══ Information provided
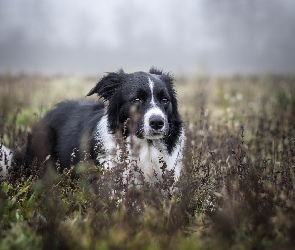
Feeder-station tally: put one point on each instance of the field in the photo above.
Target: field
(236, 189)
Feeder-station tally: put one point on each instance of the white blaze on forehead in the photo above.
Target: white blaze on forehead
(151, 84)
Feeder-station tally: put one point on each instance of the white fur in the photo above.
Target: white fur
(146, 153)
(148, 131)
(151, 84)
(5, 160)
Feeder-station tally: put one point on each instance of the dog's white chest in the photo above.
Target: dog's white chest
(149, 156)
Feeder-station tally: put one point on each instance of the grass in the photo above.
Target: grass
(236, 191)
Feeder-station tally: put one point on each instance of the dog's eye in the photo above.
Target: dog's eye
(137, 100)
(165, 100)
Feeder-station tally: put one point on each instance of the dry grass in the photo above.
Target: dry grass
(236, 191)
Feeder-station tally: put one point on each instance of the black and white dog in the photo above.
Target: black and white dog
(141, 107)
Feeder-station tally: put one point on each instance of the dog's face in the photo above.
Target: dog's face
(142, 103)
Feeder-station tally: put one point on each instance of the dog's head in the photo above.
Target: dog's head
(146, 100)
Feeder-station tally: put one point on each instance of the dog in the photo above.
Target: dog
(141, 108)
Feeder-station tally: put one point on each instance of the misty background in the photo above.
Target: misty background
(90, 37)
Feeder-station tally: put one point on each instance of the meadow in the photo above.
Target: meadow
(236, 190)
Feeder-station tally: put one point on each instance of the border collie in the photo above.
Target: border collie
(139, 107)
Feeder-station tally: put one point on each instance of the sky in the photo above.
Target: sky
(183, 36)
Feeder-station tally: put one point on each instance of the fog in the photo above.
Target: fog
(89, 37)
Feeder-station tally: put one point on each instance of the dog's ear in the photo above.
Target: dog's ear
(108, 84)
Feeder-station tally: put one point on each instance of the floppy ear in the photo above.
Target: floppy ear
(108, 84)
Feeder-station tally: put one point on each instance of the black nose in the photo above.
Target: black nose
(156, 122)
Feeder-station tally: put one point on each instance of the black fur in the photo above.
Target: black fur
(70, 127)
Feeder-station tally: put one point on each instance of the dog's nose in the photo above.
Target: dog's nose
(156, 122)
════
** Exercise aim **
Starting at the line that contains "black fur in the photo above." and continuing through the end of the material, reproduce every line, requests included. Scale each point coordinate by 0.5 and round it to a whole number, with halves rounded up.

** Task solution **
Feeder-station tally: put one point on each instance of the black fur in the photo above.
Target: black fur
(35, 64)
Feeder-station tally: put one point on each instance of the dog's nose in the photo above.
Target: dog's nose
(78, 61)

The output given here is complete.